[Records from a data source]
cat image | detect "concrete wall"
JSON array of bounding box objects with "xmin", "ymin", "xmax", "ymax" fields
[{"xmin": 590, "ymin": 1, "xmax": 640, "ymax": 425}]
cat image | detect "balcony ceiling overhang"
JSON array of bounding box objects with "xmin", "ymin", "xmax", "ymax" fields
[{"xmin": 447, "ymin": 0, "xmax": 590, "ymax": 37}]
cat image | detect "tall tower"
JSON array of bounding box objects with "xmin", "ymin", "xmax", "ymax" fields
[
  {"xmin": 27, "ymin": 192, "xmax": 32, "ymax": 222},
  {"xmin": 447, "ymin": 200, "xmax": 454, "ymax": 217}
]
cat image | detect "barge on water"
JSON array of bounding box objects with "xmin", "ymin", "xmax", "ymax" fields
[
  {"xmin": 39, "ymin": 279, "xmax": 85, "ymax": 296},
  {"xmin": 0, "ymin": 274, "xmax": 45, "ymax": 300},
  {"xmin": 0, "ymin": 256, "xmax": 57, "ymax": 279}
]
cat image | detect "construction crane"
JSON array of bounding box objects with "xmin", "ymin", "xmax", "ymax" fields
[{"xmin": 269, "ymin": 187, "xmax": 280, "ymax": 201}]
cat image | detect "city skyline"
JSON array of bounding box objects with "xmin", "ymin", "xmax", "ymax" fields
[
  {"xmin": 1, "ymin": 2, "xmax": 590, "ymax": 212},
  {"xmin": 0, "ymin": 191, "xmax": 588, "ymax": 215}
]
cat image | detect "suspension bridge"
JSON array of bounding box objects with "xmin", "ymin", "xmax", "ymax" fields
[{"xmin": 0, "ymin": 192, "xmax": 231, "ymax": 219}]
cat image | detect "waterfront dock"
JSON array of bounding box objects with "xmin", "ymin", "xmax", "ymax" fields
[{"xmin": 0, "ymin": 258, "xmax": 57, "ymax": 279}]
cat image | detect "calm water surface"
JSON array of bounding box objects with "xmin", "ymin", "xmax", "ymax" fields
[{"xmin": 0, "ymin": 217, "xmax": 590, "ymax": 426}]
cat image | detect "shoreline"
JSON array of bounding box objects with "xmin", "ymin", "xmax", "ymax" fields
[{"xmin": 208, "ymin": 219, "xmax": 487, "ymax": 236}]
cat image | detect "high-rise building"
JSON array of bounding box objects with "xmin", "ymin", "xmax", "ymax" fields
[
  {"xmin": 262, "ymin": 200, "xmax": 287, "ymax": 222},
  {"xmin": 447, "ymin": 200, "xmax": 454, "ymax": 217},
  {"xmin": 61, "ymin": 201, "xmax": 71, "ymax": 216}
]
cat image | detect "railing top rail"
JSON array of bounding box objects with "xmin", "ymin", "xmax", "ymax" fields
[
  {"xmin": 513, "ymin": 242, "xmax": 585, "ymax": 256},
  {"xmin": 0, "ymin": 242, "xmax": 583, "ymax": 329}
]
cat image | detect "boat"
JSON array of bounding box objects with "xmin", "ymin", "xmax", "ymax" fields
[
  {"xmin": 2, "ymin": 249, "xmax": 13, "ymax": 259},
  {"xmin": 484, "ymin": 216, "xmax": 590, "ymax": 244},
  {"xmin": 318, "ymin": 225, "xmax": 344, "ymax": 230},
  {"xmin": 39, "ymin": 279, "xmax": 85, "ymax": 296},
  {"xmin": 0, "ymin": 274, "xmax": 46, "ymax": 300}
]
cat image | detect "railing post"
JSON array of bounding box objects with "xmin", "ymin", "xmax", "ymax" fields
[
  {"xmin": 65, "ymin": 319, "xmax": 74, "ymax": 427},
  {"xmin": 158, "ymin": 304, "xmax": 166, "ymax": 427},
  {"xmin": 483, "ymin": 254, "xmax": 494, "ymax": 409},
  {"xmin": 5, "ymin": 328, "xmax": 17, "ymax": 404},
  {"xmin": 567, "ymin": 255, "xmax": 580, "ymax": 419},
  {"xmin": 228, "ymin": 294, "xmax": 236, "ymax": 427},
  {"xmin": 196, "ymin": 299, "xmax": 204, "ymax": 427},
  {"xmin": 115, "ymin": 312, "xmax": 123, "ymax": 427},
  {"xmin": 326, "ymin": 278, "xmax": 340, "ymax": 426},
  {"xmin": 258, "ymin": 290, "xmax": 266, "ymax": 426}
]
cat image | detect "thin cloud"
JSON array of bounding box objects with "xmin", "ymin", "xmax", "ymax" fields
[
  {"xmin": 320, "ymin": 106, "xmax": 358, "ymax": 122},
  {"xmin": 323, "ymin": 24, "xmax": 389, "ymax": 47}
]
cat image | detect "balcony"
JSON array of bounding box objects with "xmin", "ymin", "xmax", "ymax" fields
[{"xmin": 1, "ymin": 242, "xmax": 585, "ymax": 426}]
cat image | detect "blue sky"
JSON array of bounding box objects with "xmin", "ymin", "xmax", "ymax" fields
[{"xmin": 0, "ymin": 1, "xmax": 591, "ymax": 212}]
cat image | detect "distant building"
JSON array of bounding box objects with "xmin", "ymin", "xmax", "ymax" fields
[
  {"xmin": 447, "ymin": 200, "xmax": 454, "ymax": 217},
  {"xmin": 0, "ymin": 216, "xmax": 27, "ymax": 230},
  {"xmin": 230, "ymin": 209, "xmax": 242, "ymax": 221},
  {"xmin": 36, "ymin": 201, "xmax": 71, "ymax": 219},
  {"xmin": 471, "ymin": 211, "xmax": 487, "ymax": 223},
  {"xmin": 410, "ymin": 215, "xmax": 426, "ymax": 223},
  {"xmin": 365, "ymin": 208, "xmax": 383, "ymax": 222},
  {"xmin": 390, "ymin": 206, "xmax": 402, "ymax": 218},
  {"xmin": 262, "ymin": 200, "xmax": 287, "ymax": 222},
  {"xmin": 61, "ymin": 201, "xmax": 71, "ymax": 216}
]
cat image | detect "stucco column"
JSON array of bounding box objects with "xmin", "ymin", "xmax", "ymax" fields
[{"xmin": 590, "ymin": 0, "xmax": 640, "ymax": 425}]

- [Work task] Search the data above for "balcony" and copy every line where it turns up.

- [Reply to the exercise]
cat image | detect "balcony ceiling overhang"
cat image | detect "balcony"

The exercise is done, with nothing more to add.